# Listed records start

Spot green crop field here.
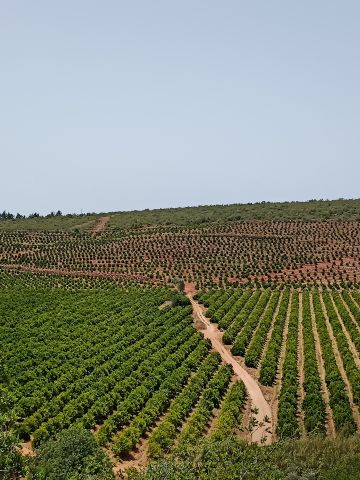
[0,200,360,480]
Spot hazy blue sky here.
[0,0,360,213]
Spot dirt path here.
[188,294,273,444]
[91,217,110,237]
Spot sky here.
[0,0,360,214]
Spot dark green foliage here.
[29,427,114,480]
[0,386,24,480]
[129,435,360,480]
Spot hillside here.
[0,200,360,480]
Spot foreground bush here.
[28,427,114,480]
[128,435,360,480]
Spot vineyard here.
[0,200,360,478]
[197,287,360,438]
[0,217,360,289]
[0,273,246,472]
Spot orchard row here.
[197,287,360,437]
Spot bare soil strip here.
[298,292,305,434]
[91,217,110,237]
[309,293,335,437]
[332,295,360,368]
[271,292,293,432]
[320,294,360,429]
[0,263,160,284]
[188,294,273,444]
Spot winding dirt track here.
[187,294,273,445]
[92,217,110,237]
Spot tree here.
[28,426,114,480]
[0,388,23,480]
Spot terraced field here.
[0,217,360,289]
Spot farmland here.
[0,198,360,473]
[0,220,360,289]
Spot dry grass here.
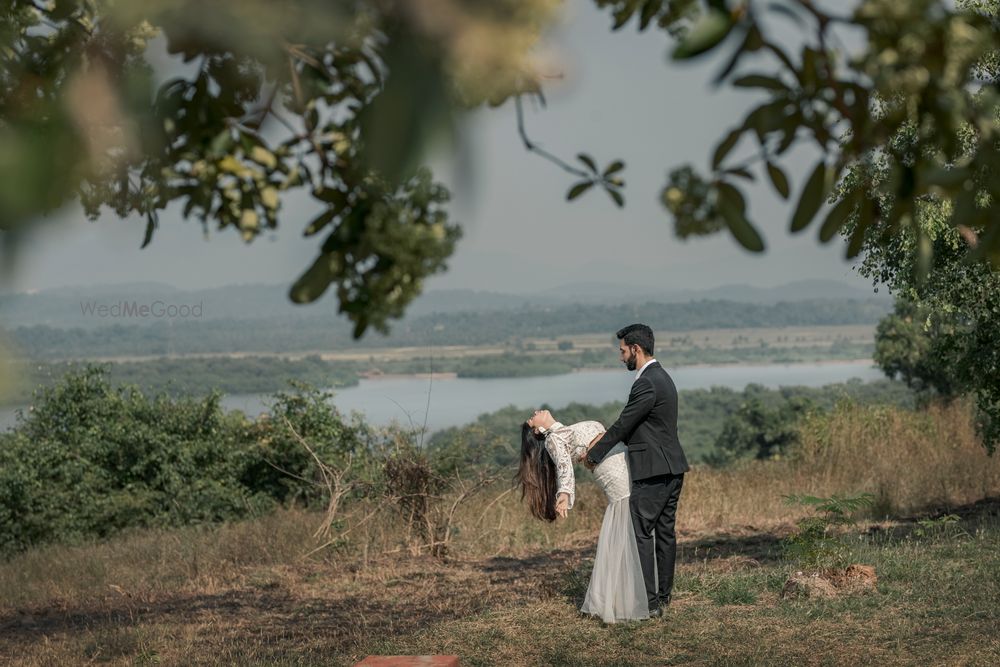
[0,406,1000,665]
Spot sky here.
[5,2,868,304]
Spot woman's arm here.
[545,422,576,517]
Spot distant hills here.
[0,280,891,329]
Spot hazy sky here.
[1,2,867,303]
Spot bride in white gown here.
[515,410,649,623]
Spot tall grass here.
[0,404,1000,606]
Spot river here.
[0,361,884,432]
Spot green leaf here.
[672,9,735,60]
[716,183,764,252]
[576,153,597,174]
[723,167,757,181]
[767,162,791,199]
[819,195,857,243]
[566,181,594,201]
[208,128,236,157]
[733,74,788,92]
[139,213,156,250]
[601,160,625,178]
[712,127,746,169]
[303,208,338,236]
[847,200,874,259]
[604,188,625,208]
[792,160,826,232]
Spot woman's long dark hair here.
[514,422,557,521]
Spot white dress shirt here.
[633,358,656,382]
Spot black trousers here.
[629,473,684,609]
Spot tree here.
[837,0,1000,452]
[705,387,814,465]
[0,0,555,336]
[0,0,1000,336]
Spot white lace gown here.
[545,421,649,623]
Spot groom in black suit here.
[585,324,688,616]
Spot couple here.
[515,324,688,623]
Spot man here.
[581,324,688,617]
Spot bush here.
[0,365,371,554]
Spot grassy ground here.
[0,406,1000,665]
[0,501,1000,665]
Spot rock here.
[781,564,878,598]
[354,655,459,667]
[781,572,837,598]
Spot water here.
[0,362,885,432]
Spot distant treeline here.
[0,341,873,405]
[429,380,915,466]
[6,300,891,359]
[0,366,913,558]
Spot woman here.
[515,410,649,623]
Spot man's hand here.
[556,493,569,519]
[580,431,606,472]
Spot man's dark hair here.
[615,324,653,356]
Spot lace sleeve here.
[545,423,576,508]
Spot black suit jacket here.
[587,361,688,480]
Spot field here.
[0,405,1000,665]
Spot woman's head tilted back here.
[514,422,556,521]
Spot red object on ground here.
[354,655,459,667]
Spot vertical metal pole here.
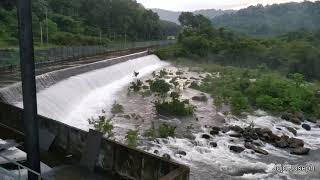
[18,0,40,180]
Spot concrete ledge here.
[0,102,190,180]
[0,51,148,103]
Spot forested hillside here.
[152,9,231,24]
[0,0,179,46]
[212,1,320,36]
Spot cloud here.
[137,0,312,11]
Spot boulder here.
[229,132,242,138]
[201,134,211,139]
[244,142,255,149]
[290,147,310,155]
[229,125,243,133]
[288,138,304,148]
[302,124,311,131]
[275,135,289,148]
[306,117,317,123]
[229,146,244,153]
[176,151,187,156]
[162,154,171,160]
[210,127,220,135]
[286,127,297,136]
[192,95,208,102]
[253,147,269,155]
[209,142,218,147]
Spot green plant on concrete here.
[129,79,143,92]
[150,79,171,97]
[159,124,176,138]
[88,111,113,138]
[111,101,123,114]
[126,129,138,147]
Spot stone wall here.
[0,102,190,180]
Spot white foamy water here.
[15,55,168,130]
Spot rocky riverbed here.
[91,66,320,180]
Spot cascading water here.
[0,55,168,130]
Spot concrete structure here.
[0,102,190,180]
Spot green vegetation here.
[88,111,113,138]
[154,92,195,116]
[156,12,320,80]
[0,0,179,47]
[126,129,138,147]
[111,102,123,114]
[144,124,176,139]
[159,124,176,138]
[212,1,320,36]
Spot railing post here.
[18,0,40,180]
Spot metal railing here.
[0,154,42,180]
[0,40,175,71]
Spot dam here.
[0,51,189,180]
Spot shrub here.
[126,129,138,147]
[159,124,176,138]
[111,102,123,114]
[155,99,194,116]
[150,79,171,96]
[88,114,113,138]
[129,79,143,92]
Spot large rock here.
[288,138,304,148]
[290,147,310,155]
[286,127,297,136]
[253,147,269,155]
[229,146,244,153]
[210,142,218,147]
[192,95,208,102]
[210,127,220,135]
[302,124,311,131]
[229,125,243,133]
[201,134,211,139]
[176,151,187,156]
[275,135,289,148]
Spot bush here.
[150,79,171,96]
[159,124,176,138]
[88,114,113,138]
[111,102,123,114]
[126,129,138,147]
[155,99,194,116]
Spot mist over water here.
[7,55,168,130]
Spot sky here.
[137,0,314,11]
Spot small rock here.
[153,150,159,154]
[290,147,310,155]
[286,127,297,136]
[230,125,243,133]
[210,142,218,147]
[210,127,220,135]
[253,147,269,155]
[244,142,255,149]
[302,124,311,131]
[229,132,242,138]
[229,146,244,153]
[192,95,208,102]
[288,138,304,148]
[162,154,171,160]
[306,117,317,123]
[201,134,210,139]
[176,151,187,156]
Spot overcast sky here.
[137,0,312,11]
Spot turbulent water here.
[1,55,168,130]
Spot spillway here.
[0,55,168,130]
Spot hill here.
[212,1,320,36]
[151,9,234,24]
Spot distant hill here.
[151,9,234,24]
[212,1,320,36]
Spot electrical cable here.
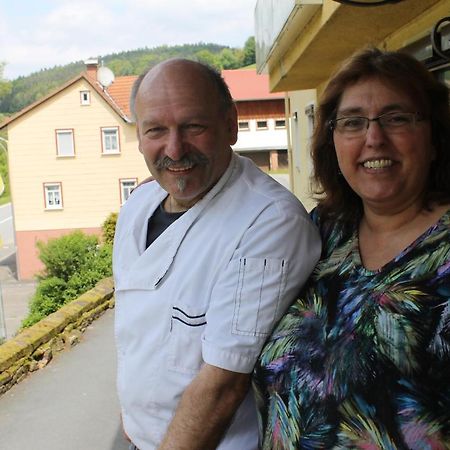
[334,0,403,7]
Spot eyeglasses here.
[329,112,425,136]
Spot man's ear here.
[136,122,142,153]
[227,103,238,145]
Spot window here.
[44,183,62,209]
[56,130,75,156]
[120,178,137,205]
[80,91,91,106]
[101,127,120,154]
[238,120,249,131]
[256,120,267,130]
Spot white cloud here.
[0,0,256,78]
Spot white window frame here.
[55,128,75,158]
[44,182,63,210]
[101,127,120,155]
[80,91,91,106]
[119,178,138,206]
[256,119,269,130]
[238,120,250,131]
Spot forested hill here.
[0,37,255,117]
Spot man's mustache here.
[155,153,209,170]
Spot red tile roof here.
[107,75,137,117]
[0,69,284,129]
[222,69,284,101]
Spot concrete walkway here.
[0,310,128,450]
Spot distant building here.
[0,60,287,279]
[222,69,288,170]
[255,0,450,208]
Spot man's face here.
[135,61,237,207]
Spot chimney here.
[84,58,98,80]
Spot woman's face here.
[333,78,434,214]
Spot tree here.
[242,36,256,66]
[194,50,222,70]
[0,62,12,109]
[219,48,240,69]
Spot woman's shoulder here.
[310,206,355,250]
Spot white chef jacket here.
[113,154,321,450]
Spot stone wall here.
[0,278,114,395]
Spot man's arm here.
[159,364,250,450]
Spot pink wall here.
[16,228,101,280]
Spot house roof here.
[108,75,137,117]
[0,69,284,130]
[222,69,284,101]
[0,72,131,130]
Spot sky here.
[0,0,256,80]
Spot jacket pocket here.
[168,306,206,374]
[233,258,287,336]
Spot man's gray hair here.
[130,58,234,121]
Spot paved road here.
[0,310,128,450]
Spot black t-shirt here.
[145,202,186,248]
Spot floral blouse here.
[254,211,450,450]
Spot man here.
[114,59,320,450]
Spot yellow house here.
[0,60,287,279]
[0,62,148,279]
[255,0,450,208]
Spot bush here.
[102,213,118,245]
[22,231,112,327]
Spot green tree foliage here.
[242,36,256,66]
[22,231,112,328]
[0,38,254,115]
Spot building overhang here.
[255,0,441,91]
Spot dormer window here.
[80,91,91,106]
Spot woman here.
[254,49,450,450]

# Listed records end

# What the task asks
Report every line of the items that contains the word "jacket", copying each line in full.

# Output
Spot black suit jacket here.
Spot white chef jacket here.
Spot jacket pocket here.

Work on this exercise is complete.